Action item ::
Each line in the listing below that contains "window" should be returned.

Data provided ::
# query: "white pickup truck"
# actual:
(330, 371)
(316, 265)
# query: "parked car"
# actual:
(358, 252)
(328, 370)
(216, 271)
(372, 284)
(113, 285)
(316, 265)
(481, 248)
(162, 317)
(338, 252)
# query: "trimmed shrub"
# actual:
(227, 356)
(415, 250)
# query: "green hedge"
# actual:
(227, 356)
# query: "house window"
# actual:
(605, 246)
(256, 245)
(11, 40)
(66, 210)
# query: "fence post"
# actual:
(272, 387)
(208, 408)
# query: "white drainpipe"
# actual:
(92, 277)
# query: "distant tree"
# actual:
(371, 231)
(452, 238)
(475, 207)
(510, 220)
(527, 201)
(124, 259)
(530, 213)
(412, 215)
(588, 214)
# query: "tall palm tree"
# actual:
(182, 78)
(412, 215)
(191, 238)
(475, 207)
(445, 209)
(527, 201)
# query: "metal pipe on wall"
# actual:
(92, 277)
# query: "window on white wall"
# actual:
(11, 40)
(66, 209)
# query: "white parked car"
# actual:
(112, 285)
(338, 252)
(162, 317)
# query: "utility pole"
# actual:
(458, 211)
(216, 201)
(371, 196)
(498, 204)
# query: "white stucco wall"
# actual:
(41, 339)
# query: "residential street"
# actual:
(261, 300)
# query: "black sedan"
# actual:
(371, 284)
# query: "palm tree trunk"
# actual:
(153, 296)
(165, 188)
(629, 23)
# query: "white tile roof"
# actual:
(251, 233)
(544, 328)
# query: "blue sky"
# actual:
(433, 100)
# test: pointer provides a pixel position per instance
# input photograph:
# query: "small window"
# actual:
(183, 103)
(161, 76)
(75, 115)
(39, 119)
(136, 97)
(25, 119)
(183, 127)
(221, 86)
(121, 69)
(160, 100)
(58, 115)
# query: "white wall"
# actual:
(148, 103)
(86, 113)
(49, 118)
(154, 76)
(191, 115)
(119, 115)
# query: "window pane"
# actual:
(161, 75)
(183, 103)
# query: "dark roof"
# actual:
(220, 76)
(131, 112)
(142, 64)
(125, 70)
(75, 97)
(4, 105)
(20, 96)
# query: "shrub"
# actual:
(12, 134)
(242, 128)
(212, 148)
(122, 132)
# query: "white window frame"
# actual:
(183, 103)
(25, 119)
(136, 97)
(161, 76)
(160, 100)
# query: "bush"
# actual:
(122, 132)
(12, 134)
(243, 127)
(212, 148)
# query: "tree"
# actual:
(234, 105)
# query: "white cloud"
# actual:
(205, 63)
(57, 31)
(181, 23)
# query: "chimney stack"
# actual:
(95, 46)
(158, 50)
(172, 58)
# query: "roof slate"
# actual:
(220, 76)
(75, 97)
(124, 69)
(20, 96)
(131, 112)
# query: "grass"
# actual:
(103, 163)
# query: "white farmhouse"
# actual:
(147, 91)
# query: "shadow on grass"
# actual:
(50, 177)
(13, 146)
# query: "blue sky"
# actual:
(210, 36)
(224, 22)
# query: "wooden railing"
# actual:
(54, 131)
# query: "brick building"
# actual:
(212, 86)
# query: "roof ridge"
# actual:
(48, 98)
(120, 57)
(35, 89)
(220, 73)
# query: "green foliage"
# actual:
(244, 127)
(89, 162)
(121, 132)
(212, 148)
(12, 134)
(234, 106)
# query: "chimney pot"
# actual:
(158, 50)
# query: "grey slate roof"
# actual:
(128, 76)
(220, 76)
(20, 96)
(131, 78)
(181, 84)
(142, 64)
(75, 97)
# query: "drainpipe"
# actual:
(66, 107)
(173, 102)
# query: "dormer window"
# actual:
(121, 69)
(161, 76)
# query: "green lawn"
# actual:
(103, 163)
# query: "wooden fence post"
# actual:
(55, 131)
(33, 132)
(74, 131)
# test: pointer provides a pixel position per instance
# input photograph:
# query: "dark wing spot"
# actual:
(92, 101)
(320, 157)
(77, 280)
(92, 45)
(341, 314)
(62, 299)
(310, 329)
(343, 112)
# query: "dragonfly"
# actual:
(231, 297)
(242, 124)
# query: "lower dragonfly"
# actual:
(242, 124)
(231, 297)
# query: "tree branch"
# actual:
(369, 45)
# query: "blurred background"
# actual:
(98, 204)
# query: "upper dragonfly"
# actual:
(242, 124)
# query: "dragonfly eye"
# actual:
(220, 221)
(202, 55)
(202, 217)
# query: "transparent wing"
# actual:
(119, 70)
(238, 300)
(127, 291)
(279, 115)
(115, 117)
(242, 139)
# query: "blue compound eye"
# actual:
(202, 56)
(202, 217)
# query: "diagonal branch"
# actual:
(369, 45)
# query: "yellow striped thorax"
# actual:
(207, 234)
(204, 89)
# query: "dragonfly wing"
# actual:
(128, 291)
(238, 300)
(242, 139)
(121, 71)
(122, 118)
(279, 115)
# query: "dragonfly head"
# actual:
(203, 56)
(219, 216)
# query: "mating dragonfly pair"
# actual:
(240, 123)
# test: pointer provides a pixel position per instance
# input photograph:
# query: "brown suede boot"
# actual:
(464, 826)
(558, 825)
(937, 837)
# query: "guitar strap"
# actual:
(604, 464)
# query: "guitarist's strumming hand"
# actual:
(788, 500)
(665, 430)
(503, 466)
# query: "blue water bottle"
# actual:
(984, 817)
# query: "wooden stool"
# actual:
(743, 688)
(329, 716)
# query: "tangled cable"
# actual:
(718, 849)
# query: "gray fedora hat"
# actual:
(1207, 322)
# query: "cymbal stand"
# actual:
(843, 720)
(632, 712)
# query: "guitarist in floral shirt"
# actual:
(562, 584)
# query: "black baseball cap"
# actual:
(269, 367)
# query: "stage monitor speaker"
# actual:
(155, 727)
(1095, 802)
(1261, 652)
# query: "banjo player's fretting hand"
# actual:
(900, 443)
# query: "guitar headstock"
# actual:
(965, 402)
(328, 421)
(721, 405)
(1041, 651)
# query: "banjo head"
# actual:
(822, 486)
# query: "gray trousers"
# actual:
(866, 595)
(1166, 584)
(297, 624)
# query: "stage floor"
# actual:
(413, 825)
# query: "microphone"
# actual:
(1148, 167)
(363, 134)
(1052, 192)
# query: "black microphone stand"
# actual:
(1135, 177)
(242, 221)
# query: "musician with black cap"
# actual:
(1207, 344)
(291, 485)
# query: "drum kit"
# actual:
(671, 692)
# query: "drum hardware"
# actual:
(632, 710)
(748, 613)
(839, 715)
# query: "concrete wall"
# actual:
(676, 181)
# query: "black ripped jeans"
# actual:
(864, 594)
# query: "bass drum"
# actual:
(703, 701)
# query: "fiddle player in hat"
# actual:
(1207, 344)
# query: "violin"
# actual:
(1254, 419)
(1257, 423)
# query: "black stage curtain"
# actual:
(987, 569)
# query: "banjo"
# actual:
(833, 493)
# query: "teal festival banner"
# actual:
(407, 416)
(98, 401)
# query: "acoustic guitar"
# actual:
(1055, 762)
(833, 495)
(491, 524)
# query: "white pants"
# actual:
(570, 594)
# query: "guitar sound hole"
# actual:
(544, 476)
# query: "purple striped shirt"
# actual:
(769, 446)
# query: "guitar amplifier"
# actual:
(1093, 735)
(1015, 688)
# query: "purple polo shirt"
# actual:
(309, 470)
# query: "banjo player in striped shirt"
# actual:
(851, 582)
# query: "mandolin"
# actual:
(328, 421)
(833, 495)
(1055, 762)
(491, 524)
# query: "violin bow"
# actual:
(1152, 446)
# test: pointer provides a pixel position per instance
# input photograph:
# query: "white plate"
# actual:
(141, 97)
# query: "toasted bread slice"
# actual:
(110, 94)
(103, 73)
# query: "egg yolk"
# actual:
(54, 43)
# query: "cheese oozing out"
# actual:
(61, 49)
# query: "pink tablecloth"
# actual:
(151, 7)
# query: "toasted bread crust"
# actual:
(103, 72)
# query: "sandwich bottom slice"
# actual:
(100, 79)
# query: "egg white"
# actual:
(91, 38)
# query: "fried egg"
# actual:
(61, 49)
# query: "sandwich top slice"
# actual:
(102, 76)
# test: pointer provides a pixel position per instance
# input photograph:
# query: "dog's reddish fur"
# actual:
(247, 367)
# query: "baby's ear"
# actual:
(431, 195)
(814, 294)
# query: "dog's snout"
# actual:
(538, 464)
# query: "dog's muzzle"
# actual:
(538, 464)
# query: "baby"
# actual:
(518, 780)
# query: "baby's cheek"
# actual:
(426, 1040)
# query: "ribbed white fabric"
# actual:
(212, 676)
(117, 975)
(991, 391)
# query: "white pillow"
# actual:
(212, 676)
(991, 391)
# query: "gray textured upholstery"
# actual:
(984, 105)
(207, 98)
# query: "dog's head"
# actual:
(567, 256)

Answer to this problem ::
# query: "house window"
# query: "window on white wall"
# query: "small window"
# query: "window pane"
# query: "white window frame"
# query: "dormer window"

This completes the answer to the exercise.